# PROBLEM REQUIREMENTS
Tally the lines in the items below that contain the string "grass", counting only matches in the same case, and give only the number.

# DATA EXTRACT
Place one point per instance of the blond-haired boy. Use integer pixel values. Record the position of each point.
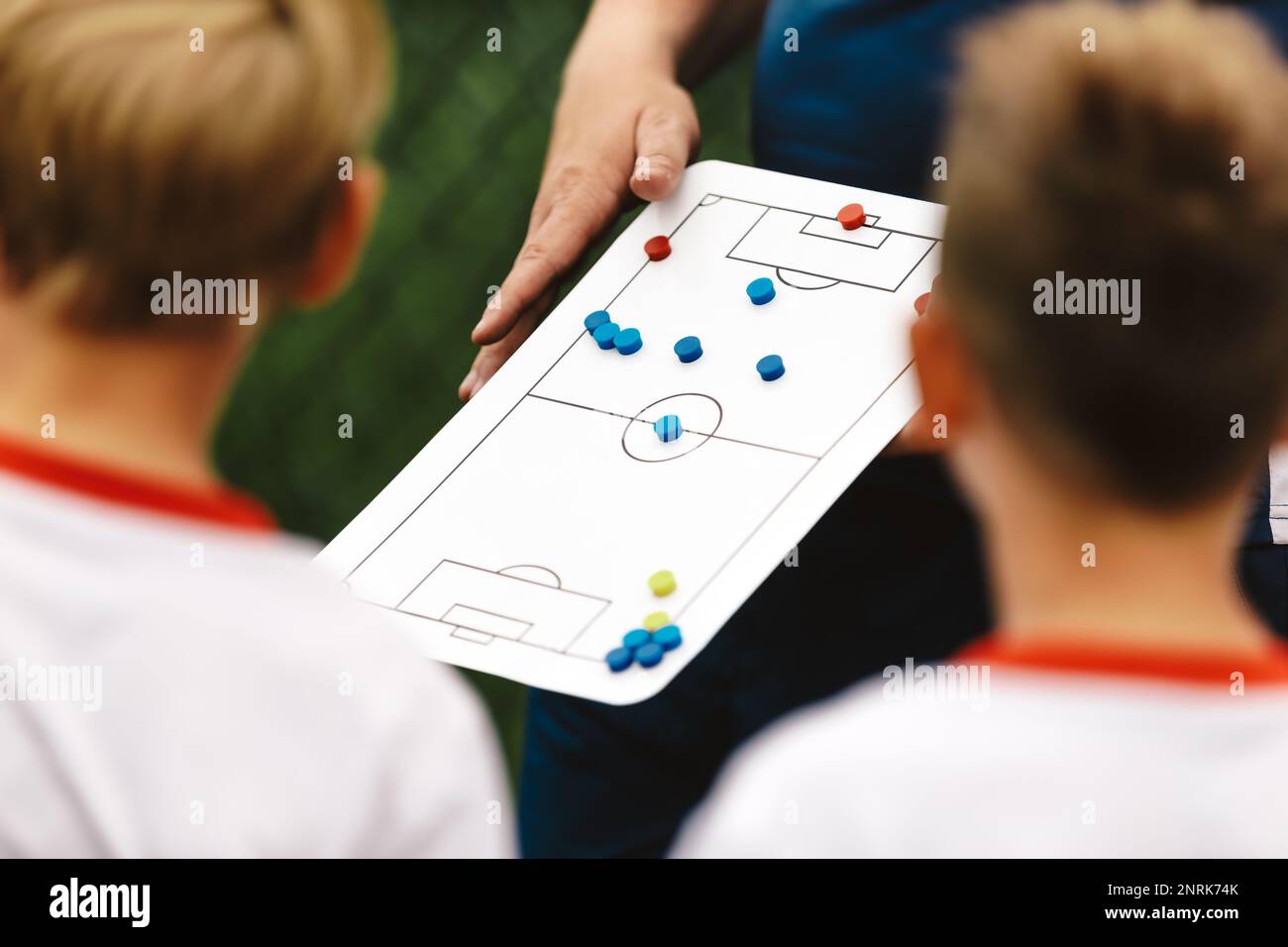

--

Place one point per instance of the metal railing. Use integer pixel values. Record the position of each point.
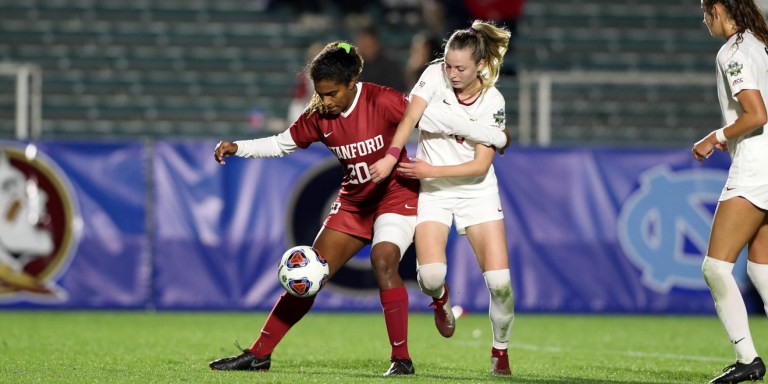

==

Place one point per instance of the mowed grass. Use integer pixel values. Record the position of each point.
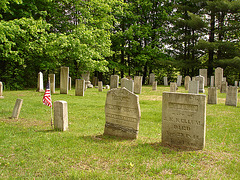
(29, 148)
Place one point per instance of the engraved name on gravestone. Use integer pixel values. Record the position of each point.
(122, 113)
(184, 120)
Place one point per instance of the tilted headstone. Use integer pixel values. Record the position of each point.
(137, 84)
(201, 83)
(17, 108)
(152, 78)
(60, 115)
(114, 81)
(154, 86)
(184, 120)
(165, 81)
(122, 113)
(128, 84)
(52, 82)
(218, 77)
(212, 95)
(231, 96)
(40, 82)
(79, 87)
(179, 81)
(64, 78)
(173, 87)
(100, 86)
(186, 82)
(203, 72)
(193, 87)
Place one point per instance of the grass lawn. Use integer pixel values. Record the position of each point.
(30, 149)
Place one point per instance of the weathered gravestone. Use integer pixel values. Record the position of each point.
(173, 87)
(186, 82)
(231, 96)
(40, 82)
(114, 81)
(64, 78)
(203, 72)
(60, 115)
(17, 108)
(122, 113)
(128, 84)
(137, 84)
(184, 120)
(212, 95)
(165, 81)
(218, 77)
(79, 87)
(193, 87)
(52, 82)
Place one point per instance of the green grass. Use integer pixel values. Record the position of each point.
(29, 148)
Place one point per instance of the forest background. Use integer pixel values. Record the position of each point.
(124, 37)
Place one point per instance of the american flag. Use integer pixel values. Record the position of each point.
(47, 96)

# EXERCISE SOLUTION
3